◆ EXERCISE AIM
Which lines of the records contain the word "invocation"? Show each of them in full.

◆ EXERCISE INPUT
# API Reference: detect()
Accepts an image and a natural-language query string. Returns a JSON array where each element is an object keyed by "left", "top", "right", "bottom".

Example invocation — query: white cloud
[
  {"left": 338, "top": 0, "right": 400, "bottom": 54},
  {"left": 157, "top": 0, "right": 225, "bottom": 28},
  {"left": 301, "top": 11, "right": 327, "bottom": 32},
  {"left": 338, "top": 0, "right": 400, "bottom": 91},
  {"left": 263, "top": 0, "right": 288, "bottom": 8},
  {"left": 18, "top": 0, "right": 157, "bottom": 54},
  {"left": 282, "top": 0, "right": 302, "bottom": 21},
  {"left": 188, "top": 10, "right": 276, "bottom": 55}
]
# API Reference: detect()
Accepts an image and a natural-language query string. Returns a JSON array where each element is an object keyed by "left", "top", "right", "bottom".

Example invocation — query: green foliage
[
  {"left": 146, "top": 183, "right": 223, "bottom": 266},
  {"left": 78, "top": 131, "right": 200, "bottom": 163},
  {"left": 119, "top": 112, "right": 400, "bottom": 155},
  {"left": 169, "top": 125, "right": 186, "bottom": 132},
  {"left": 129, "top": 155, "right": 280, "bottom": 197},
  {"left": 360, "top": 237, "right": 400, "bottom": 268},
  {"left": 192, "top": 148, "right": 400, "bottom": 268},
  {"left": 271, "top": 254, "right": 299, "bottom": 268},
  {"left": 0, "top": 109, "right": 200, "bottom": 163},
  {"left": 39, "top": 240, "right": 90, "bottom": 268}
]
--
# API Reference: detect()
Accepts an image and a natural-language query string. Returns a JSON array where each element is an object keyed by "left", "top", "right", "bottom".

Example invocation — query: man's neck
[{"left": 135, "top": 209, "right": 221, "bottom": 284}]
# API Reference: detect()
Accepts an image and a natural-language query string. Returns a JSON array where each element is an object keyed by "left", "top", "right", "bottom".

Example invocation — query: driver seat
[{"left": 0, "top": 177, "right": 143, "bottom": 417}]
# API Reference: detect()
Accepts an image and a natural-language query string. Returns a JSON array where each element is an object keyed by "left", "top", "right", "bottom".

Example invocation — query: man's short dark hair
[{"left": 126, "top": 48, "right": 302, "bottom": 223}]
* * *
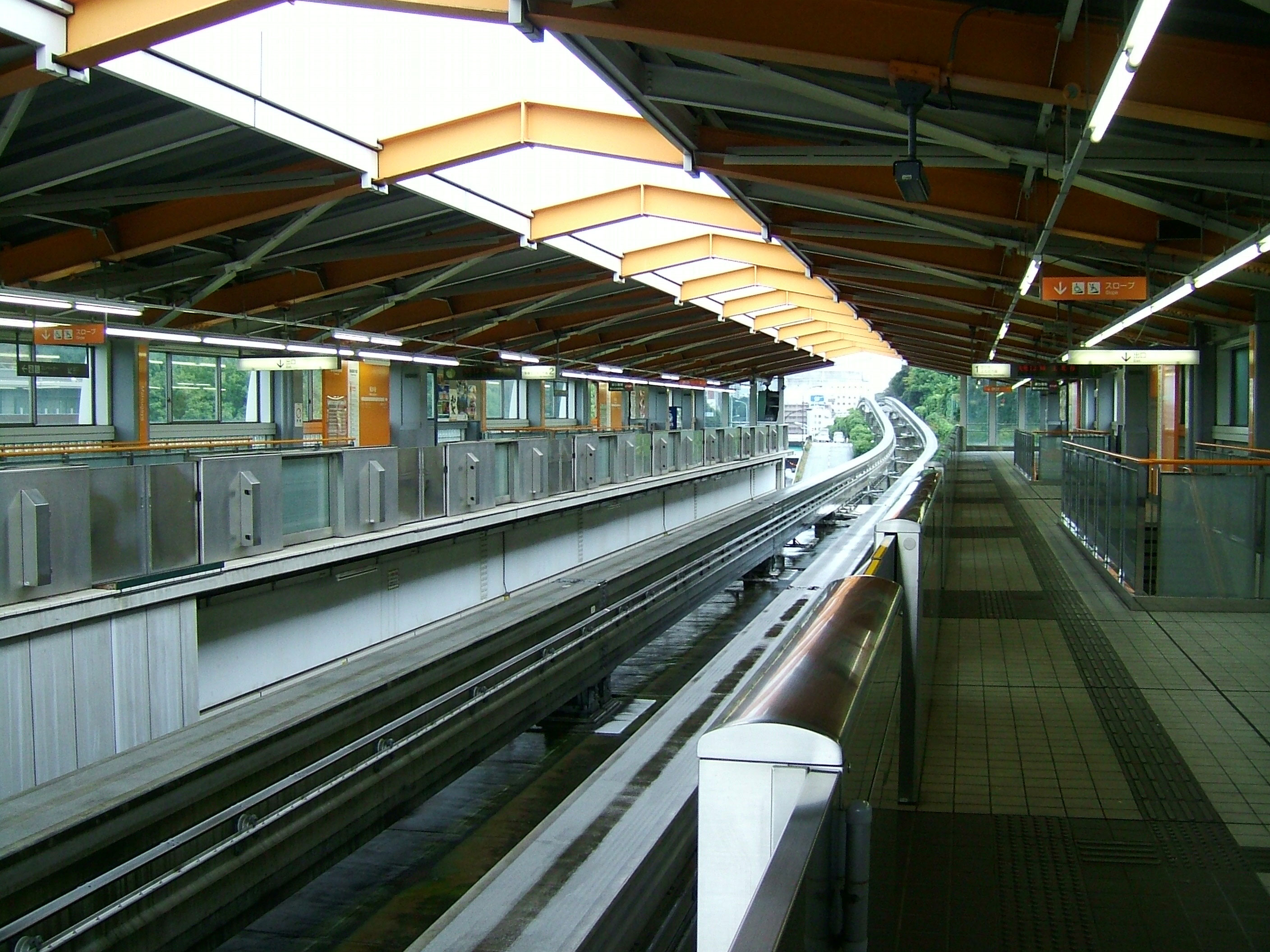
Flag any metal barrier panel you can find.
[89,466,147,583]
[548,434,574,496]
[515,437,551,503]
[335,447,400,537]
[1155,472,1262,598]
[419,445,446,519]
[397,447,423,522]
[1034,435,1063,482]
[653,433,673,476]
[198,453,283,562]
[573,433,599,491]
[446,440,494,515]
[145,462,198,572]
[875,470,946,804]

◆ REPLY
Example invocation — query: white cloud
Example invocation — query: green foliage
Example invocation — query: man's neck
Example invocation — query: driver seat
Example invocation — query: man's short dark hair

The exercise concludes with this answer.